Required task >> Output every line of the material below as a Markdown table with two columns, Row for the line's number and Text for the line itself, leaving out any blank lines.

Data provided >>
------------------------------------------------------------------------
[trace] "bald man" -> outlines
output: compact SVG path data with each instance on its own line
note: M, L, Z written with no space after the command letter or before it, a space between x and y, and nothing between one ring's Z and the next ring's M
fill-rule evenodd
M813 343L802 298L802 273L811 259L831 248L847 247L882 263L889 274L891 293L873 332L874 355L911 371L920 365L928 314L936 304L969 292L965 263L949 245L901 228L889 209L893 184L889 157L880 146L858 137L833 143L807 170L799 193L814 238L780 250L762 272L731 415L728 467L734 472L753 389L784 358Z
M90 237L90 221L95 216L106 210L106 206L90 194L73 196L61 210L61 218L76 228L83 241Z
------------------------------------------------------------------------
Result of this task >>
| Row | Text |
|---|---|
| 1 | [trace] "bald man" -> outlines |
| 2 | output: compact SVG path data with each instance on its own line |
| 3 | note: M, L, Z written with no space after the command letter or before it, a space between x and y, and nothing between one ring's Z and the next ring's M |
| 4 | fill-rule evenodd |
| 5 | M813 343L802 298L802 273L811 259L831 248L847 247L882 263L889 274L891 293L873 332L874 355L911 371L920 365L928 314L936 304L969 292L965 263L949 245L901 228L889 209L893 184L889 157L880 146L858 137L833 143L807 170L799 193L814 238L780 250L762 272L731 415L728 467L734 472L753 389L784 358Z |
| 6 | M90 237L90 221L95 216L106 210L106 206L90 194L73 196L61 210L61 218L76 228L83 241Z |